**出典抜粋**
________

ここが、いつから無料になったのかは知らないが、栗山方面に出るには便利になった。
まずは、霧降の滝へ寄ってみる。無料駐車場に車を止め、展望台まで歩く。
展望台からの眺めは遠望なので、いまいち、2,3枚撮って、滝下までの道を探る。
滝壺までの道は、現在通行禁止らしいが、まあ、滝を目指すわれわれには、あまり意味がない。自己責任で行くしかないだろう。
遊歩道の途中から、明確な、踏み跡があったので、降りてみる。
途中小さな展望台があり、ここまでは、一般観光客も比較的安心して来れそうだ。

ここからは急な下りになり、両手を使わないと危ない、最後は踏み跡も不明確になるが、ガレ場を降りて、滝下に着いた。
眼前に迫る霧降の滝は優雅だ。滑が多いのと滝音がしないので、歩き廻れる。
登りの途中、茸取りだろうか、地元の老人に会った。
”昔は、滝まで降り、滑り台のようにして、良く遊んだものだ”、とおっしゃっていた。
車に戻り、霧降高原道路を走る。出口にある、大笹牧場で一休憩。
名物とやらの、ソフトクリームを食べ、時間調整しながら、旧栗山へ下る。
まずは、冷たいビールを調達しなければならない。
旧道へ行くと、すぐに酒屋があった、時間が早いので、買うのは後にし、先に、三沢出会いまで偵察に行ってみる。
ダムサイトの旧道から、国道に入り、2KMほど走ると開運橋がある。橋を渡り、左折すると、すぐに三沢橋だ。
橋の横に旧道があったので、入って見ると、ちょっとした広場になっていて、今宵の宿にするには最適だ。
しばらく高校野球を聞きながら時間をつぶし、再び、街中の酒屋にいき、ビールを買う。
三沢左岸の広場に戻り、早速、河原の石の上で喉を潤す。
三沢の水は結構冷たいので、ここで冷やしておくと、30分もすれば、十分飲めるだろう。
時間は早いが、明るいうちに、食事をし、そのまま寝込むと、一気に眠りこんだ。
目を覚ますと、まだ0時過ぎ、外は、霧雨のような、わずかな雨が降っていた。
ラジオのオリンピック情報などを聞きながら、うつらうつらする。

________

**作業概要 a**
出典抜粋で、霧降高原道路の出口にあり一休憩した場所はどこか。

________

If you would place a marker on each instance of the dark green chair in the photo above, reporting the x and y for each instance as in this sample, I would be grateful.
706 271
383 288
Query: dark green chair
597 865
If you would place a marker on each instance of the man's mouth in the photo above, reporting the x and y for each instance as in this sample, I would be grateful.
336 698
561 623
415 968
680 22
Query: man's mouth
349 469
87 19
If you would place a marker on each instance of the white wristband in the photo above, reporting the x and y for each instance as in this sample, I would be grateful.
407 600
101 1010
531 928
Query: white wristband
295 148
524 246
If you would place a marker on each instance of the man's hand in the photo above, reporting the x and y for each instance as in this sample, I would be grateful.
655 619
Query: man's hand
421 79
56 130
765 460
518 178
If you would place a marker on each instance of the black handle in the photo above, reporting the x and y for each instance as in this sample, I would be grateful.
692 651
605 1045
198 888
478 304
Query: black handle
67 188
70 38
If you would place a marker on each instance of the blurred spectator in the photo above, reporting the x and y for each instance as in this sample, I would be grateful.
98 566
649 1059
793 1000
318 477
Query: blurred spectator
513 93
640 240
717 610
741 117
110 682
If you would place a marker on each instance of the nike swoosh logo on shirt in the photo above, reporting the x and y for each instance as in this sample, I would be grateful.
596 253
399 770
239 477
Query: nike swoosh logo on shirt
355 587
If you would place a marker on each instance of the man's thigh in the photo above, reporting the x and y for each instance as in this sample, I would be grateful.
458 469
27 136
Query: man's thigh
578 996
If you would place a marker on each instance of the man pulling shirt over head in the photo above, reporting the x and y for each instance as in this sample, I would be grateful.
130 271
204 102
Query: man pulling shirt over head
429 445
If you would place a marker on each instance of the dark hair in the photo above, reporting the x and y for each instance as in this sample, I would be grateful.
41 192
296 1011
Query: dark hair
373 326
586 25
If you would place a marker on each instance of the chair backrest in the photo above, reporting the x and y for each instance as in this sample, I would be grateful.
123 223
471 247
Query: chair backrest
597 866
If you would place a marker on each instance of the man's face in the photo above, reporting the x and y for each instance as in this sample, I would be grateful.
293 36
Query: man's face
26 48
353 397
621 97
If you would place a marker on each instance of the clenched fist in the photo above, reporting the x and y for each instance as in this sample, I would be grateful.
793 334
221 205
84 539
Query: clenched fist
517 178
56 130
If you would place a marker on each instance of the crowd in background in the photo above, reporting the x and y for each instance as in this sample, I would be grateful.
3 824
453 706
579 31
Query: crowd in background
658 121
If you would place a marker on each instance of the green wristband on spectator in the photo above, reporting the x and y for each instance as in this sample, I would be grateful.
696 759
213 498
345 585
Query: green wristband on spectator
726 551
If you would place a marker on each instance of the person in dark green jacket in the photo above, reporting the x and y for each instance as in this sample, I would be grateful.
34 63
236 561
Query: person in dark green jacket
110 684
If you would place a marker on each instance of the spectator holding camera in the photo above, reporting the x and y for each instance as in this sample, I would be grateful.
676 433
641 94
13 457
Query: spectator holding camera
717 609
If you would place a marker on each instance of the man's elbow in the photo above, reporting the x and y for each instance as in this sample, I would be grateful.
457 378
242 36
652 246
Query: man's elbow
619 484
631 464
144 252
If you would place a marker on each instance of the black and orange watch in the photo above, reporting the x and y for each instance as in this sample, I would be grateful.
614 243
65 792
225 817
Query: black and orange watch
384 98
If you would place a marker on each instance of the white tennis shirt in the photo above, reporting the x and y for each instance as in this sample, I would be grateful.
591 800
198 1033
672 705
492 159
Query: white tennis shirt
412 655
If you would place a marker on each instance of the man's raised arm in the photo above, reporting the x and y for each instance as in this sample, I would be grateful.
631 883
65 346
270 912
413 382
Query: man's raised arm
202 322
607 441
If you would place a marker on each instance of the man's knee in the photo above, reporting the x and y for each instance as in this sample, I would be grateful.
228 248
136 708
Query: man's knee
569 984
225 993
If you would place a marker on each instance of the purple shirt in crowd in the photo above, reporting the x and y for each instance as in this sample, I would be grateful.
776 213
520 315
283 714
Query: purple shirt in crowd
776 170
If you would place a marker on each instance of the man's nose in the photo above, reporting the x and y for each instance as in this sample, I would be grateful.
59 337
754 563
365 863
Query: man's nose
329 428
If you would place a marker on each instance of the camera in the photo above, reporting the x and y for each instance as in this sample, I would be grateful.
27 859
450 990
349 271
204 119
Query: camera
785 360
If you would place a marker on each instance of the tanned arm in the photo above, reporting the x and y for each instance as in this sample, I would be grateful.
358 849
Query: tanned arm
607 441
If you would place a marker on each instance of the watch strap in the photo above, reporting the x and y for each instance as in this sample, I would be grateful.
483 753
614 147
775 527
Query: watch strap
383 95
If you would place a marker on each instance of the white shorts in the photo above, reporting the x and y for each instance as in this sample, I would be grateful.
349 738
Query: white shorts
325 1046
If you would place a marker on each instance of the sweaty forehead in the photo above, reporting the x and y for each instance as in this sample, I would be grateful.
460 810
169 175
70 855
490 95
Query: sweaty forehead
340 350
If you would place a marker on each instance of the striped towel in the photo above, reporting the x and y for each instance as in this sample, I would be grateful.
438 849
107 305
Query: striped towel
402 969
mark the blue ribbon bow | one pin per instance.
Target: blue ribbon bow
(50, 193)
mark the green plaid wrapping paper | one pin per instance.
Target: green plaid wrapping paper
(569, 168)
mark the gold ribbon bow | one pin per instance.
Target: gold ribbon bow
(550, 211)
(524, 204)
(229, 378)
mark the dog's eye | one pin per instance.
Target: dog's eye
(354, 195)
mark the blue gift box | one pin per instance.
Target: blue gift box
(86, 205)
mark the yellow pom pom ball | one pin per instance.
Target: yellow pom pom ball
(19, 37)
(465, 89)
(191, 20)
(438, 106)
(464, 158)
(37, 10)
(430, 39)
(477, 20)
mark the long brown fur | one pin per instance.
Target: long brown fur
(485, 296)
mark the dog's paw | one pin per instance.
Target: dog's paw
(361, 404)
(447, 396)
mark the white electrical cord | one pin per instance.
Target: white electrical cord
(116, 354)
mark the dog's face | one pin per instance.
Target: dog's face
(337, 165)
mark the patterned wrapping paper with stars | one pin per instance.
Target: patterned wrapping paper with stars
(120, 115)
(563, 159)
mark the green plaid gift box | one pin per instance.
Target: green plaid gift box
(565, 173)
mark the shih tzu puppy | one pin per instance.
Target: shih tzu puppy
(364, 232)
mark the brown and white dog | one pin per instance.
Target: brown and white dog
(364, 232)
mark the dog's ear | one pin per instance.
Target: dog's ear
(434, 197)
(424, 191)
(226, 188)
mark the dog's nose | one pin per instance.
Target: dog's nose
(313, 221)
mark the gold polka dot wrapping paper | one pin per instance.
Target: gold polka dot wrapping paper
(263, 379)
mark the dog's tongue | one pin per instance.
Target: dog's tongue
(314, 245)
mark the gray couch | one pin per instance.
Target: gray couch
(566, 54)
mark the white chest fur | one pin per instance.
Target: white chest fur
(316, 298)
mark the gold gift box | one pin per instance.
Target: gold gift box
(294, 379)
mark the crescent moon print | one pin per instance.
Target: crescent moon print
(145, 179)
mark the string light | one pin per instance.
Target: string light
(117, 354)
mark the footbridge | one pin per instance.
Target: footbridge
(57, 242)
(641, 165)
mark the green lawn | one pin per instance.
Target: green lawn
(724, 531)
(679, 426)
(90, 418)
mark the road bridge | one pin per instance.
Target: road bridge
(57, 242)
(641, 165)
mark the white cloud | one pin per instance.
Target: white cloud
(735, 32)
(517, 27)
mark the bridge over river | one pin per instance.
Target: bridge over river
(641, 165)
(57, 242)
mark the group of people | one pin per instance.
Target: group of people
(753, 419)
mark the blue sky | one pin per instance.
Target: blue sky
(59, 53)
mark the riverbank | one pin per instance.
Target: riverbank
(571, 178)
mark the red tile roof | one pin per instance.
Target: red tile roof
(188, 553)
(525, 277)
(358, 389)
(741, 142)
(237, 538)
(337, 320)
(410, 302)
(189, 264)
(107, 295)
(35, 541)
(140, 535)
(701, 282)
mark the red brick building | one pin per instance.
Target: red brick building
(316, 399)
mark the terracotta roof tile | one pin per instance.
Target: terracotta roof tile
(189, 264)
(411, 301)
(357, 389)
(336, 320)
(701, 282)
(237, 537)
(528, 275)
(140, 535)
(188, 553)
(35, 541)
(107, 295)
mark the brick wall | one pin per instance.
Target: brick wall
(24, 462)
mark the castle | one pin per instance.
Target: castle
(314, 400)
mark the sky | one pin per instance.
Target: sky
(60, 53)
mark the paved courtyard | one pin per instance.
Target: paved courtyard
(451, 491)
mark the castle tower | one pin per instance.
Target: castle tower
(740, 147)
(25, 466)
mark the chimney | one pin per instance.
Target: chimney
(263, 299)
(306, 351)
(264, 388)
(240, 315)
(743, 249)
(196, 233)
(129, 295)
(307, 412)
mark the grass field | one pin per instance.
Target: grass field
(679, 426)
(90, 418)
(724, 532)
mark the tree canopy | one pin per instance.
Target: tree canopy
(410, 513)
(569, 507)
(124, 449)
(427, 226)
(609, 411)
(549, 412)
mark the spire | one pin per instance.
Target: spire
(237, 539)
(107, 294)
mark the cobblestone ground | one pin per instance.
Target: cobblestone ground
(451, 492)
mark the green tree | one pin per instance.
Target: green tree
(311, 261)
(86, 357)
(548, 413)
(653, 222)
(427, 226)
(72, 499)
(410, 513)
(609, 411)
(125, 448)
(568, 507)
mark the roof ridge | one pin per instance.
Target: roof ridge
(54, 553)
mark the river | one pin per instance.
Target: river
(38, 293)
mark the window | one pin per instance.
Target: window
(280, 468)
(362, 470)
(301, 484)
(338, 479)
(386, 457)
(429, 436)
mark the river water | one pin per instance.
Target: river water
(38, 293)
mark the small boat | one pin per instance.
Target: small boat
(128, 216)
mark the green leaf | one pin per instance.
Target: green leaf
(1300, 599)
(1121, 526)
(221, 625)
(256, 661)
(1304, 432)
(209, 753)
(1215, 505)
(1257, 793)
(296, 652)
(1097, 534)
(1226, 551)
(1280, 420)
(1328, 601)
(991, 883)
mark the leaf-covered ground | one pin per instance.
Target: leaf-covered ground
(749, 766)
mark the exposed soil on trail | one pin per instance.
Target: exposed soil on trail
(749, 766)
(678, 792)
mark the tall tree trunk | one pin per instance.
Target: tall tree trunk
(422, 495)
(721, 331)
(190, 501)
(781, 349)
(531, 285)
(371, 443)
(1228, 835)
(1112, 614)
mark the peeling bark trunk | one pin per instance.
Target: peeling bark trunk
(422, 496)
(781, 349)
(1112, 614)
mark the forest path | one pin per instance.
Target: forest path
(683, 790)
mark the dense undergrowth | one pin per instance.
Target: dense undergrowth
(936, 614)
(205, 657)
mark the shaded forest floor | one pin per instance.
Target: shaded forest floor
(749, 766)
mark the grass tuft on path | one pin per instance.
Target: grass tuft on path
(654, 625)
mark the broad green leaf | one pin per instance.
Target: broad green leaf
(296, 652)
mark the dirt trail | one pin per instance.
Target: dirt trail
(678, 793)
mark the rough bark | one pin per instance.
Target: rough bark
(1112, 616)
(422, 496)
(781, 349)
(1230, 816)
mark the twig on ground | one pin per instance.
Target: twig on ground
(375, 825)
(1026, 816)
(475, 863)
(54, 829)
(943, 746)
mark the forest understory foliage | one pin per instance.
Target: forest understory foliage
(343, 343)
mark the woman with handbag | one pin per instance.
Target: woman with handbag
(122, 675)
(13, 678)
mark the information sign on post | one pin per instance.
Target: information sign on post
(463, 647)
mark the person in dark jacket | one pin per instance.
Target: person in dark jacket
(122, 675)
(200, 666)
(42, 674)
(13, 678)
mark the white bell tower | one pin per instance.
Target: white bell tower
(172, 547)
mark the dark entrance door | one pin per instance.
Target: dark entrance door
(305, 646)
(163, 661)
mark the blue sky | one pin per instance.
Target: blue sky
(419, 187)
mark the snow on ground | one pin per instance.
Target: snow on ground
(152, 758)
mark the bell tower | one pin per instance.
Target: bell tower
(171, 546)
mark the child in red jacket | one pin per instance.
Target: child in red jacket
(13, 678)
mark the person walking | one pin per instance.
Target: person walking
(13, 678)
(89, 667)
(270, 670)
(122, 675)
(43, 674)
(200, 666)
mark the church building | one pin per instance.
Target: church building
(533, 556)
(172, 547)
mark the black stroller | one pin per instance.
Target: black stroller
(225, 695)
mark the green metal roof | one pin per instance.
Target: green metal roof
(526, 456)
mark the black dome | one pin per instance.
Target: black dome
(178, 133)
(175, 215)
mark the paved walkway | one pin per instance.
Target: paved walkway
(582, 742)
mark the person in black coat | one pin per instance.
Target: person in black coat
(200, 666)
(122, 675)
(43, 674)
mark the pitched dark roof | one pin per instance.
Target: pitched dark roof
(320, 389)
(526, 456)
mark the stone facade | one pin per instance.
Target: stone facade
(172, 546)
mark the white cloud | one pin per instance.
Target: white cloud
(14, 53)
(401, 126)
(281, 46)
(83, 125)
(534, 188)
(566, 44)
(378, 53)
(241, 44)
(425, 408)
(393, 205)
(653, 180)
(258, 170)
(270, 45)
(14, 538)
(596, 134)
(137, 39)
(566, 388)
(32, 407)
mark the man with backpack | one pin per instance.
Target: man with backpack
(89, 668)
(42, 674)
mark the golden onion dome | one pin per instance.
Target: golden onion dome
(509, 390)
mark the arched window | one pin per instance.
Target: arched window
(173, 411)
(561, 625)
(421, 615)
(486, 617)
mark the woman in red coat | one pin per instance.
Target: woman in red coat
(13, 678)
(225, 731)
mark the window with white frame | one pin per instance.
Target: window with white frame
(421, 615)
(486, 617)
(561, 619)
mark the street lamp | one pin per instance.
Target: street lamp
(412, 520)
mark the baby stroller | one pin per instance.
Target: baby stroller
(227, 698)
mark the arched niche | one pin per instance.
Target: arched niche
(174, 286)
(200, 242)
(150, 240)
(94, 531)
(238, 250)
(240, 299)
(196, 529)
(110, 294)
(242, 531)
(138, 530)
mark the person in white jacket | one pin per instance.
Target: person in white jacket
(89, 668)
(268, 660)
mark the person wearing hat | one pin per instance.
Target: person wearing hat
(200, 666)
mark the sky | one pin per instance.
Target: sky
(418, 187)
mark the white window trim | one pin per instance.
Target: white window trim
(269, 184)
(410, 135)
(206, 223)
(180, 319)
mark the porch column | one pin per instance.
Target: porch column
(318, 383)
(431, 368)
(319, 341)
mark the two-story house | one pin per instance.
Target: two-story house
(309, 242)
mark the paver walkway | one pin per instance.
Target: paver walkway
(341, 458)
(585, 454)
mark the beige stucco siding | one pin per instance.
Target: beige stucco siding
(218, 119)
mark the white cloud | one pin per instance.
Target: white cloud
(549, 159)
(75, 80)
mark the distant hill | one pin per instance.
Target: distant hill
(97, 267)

________

**作業概要 b**
レコードのうち、「mark the baby」を含む行からレコードの末尾までを対象に、「porch column」を「porch pillar」に差し替えて出力せよ（両端の行を含む）。それ以外は変更しないこと。

**期待出力 a**
大笹牧場

**期待出力 b**
mark the baby stroller | one pin per instance.
Target: baby stroller
(227, 698)
mark the arched niche | one pin per instance.
Target: arched niche
(174, 286)
(200, 242)
(150, 240)
(94, 531)
(238, 250)
(240, 299)
(196, 529)
(110, 294)
(242, 531)
(138, 530)
mark the person in white jacket | one pin per instance.
Target: person in white jacket
(89, 668)
(268, 660)
mark the person wearing hat | one pin per instance.
Target: person wearing hat
(200, 666)
mark the sky | one pin per instance.
Target: sky
(418, 187)
mark the white window trim | one pin per instance.
Target: white window trim
(269, 184)
(410, 135)
(206, 223)
(180, 319)
mark the porch pillar | one pin per instance.
Target: porch pillar
(318, 383)
(431, 368)
(319, 341)
mark the two-story house | one pin per instance.
Target: two-story house
(309, 242)
mark the paver walkway | one pin per instance.
Target: paver walkway
(341, 458)
(585, 454)
mark the beige stucco siding | one pin per instance.
Target: beige stucco siding
(218, 119)
mark the white cloud | one pin per instance.
Target: white cloud
(549, 159)
(75, 80)
mark the distant hill | one pin per instance.
Target: distant hill
(97, 267)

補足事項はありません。